## Activity
Return all the lines below in which the string "forested" appears.

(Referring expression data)
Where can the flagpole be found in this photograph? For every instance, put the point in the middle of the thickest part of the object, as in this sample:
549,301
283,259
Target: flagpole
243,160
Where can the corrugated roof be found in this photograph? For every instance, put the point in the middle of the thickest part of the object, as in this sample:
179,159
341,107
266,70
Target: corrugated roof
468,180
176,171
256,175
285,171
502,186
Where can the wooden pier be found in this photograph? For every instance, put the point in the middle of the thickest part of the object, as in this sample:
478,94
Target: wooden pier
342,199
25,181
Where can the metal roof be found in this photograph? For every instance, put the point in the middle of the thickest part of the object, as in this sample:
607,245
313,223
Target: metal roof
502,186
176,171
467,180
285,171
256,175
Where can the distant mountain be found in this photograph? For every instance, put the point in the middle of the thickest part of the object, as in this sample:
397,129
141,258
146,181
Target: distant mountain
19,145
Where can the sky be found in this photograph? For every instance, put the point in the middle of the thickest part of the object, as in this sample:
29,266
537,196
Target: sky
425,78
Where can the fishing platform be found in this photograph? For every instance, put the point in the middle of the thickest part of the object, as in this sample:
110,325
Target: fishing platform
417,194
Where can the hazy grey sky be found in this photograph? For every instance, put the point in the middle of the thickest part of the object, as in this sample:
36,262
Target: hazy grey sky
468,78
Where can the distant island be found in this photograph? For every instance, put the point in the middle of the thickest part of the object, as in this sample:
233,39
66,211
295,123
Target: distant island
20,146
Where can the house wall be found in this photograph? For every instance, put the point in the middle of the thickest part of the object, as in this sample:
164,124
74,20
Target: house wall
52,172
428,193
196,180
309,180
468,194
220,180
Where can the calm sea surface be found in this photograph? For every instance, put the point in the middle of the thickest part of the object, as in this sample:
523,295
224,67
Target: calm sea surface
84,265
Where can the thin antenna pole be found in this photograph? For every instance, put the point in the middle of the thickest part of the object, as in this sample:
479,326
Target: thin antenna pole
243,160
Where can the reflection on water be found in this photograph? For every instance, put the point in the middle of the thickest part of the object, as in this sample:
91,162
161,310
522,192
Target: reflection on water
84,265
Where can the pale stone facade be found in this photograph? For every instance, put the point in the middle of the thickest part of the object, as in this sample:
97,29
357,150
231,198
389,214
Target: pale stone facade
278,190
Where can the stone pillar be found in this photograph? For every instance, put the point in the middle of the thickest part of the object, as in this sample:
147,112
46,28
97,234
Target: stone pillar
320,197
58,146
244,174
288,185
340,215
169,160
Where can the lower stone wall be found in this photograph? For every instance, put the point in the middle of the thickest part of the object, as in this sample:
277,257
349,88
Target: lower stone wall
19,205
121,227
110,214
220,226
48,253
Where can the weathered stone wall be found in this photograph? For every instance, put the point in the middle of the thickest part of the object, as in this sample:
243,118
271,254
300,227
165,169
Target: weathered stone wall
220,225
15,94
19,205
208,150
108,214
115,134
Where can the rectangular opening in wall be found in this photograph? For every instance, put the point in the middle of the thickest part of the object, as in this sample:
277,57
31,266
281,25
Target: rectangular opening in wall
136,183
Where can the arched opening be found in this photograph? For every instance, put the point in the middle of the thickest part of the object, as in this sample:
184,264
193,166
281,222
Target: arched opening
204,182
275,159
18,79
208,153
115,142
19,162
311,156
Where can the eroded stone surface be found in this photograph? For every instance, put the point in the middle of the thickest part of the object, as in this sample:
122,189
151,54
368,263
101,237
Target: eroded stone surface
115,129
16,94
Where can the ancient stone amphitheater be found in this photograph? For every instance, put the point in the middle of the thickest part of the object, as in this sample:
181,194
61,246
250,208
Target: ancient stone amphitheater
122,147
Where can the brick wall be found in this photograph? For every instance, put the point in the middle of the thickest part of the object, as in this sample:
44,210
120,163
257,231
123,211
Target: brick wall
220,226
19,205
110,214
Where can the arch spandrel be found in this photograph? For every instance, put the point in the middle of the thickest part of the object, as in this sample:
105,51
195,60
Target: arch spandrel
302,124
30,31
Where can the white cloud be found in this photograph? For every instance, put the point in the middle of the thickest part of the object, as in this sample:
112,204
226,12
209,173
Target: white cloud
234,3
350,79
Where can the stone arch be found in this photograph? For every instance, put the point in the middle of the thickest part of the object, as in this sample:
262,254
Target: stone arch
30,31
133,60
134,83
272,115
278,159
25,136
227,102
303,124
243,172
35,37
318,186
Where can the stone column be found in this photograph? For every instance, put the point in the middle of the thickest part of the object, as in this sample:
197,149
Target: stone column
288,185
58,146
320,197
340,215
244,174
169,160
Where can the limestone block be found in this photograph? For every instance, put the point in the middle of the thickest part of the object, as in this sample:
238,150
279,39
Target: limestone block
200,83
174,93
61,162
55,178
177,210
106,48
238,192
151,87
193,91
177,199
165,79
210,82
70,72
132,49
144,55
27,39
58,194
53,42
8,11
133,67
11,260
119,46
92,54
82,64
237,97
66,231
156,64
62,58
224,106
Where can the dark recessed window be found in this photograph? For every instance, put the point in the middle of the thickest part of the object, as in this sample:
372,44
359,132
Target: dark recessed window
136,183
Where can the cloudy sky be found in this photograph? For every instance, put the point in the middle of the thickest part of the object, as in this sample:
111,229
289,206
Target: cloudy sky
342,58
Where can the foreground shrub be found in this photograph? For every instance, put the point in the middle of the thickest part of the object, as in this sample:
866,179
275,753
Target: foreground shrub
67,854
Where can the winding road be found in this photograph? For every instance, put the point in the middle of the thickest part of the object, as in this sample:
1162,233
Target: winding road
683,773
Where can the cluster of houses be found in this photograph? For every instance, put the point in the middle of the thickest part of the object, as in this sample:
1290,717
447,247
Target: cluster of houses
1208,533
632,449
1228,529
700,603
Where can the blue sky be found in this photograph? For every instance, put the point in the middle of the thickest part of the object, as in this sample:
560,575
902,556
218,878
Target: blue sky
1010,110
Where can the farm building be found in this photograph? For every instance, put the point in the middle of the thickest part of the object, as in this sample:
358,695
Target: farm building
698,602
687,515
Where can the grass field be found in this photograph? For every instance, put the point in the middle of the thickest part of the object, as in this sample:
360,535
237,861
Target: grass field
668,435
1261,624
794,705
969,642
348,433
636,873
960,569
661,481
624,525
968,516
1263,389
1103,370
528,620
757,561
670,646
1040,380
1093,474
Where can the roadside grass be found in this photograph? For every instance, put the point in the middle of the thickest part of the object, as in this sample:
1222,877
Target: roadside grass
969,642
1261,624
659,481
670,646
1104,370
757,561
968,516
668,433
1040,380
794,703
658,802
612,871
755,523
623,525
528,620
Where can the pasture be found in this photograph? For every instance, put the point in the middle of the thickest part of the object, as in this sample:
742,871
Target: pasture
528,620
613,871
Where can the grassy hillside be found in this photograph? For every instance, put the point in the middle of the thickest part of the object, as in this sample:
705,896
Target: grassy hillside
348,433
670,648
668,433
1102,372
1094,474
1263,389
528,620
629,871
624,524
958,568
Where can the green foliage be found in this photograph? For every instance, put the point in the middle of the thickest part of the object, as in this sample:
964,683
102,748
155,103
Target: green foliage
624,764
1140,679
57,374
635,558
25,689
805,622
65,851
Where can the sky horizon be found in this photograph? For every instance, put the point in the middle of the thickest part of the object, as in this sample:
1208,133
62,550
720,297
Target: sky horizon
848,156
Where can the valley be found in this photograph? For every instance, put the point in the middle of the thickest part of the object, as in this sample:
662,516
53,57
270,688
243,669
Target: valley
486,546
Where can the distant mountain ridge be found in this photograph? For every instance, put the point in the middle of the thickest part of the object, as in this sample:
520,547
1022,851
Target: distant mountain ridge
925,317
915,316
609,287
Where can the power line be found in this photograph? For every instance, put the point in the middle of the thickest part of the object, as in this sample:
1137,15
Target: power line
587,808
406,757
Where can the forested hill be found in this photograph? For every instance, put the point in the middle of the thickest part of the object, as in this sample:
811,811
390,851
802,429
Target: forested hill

## Task response
Where can the forested hill be found in this photograph? For every instance, put the point in the middle of the thickest part of the object, as in this sample:
Target: forested hill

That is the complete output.